# EXERCISE REQUIREMENTS:
Return nothing but the lines from the line containing "the string threaded through cookie" through the last line of the records, reproduced exactly.
*** Opening of AVAILABLE RECORDS ***
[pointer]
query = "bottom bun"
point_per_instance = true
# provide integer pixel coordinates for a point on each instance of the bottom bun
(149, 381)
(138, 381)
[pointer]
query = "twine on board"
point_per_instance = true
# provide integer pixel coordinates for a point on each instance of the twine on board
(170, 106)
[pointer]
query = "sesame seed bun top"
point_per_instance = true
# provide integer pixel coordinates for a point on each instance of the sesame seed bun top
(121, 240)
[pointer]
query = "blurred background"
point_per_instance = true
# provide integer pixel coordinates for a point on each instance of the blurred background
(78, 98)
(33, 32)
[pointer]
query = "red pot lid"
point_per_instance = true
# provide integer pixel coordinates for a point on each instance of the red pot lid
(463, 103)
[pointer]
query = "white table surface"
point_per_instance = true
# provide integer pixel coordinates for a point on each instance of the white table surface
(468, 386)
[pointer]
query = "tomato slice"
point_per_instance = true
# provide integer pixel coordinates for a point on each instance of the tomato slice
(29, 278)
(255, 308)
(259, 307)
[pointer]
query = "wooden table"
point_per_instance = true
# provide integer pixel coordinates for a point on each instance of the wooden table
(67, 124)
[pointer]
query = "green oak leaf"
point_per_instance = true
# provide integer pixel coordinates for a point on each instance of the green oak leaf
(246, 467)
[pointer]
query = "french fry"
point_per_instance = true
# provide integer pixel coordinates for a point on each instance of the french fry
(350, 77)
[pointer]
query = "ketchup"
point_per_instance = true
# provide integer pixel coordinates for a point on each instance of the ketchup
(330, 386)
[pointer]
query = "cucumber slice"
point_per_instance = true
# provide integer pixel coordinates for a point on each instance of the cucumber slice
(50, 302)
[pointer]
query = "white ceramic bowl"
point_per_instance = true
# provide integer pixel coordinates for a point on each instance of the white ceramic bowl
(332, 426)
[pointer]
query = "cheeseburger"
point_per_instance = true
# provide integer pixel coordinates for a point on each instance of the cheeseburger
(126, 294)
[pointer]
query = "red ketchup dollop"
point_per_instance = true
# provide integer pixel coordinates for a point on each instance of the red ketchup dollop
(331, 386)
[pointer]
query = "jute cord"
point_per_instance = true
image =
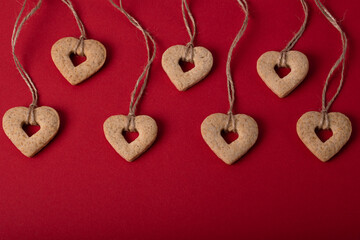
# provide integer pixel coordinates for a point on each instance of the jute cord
(81, 28)
(23, 73)
(190, 45)
(325, 123)
(135, 98)
(295, 39)
(230, 82)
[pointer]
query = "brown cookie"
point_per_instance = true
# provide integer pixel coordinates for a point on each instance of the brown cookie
(340, 126)
(144, 125)
(14, 119)
(95, 54)
(297, 62)
(203, 62)
(246, 128)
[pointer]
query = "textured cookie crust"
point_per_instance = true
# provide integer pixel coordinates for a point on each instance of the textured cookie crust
(144, 125)
(95, 54)
(340, 126)
(298, 64)
(246, 128)
(203, 62)
(46, 117)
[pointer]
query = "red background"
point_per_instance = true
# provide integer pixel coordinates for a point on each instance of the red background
(78, 187)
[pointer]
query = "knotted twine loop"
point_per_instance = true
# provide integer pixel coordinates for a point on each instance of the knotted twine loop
(295, 39)
(81, 28)
(231, 124)
(135, 98)
(325, 123)
(190, 45)
(230, 82)
(23, 73)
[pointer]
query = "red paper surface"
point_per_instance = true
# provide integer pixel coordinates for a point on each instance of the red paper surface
(78, 187)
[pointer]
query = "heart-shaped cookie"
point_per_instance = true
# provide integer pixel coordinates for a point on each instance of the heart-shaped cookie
(95, 54)
(297, 62)
(340, 126)
(14, 119)
(246, 128)
(203, 62)
(144, 125)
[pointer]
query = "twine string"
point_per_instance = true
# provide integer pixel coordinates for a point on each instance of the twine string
(20, 68)
(230, 82)
(295, 39)
(325, 123)
(81, 28)
(190, 45)
(135, 98)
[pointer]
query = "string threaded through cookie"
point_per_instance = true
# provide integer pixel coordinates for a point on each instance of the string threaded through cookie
(15, 35)
(135, 98)
(190, 45)
(80, 25)
(295, 39)
(230, 82)
(325, 123)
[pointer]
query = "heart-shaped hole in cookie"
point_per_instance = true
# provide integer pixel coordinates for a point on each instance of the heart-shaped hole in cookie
(77, 59)
(282, 71)
(130, 136)
(185, 65)
(229, 136)
(30, 129)
(323, 134)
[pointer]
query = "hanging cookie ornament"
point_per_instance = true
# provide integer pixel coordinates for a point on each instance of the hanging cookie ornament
(199, 56)
(93, 50)
(114, 126)
(295, 60)
(15, 118)
(335, 121)
(244, 125)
*** Close of AVAILABLE RECORDS ***
# COMPLETED EXERCISE:
# provide integer pixel coordinates for a point on each instance of the string threaded through cookie
(15, 35)
(135, 98)
(190, 45)
(80, 25)
(295, 39)
(230, 82)
(325, 123)
[pointer]
query = "heart-shaped hole in cookie"
point_per_instance = true
# provide integer pixel coordinates for a point on each instance of the heart-shaped hole in cookie
(77, 59)
(282, 71)
(130, 136)
(185, 65)
(229, 136)
(30, 129)
(323, 134)
[pointer]
query = "hanging cookie ornament"
point_per_instance = true
# provide integer pixel coordinates for a point on each instance of the hanging cookie ornament
(199, 56)
(93, 50)
(114, 126)
(295, 60)
(15, 118)
(335, 121)
(244, 125)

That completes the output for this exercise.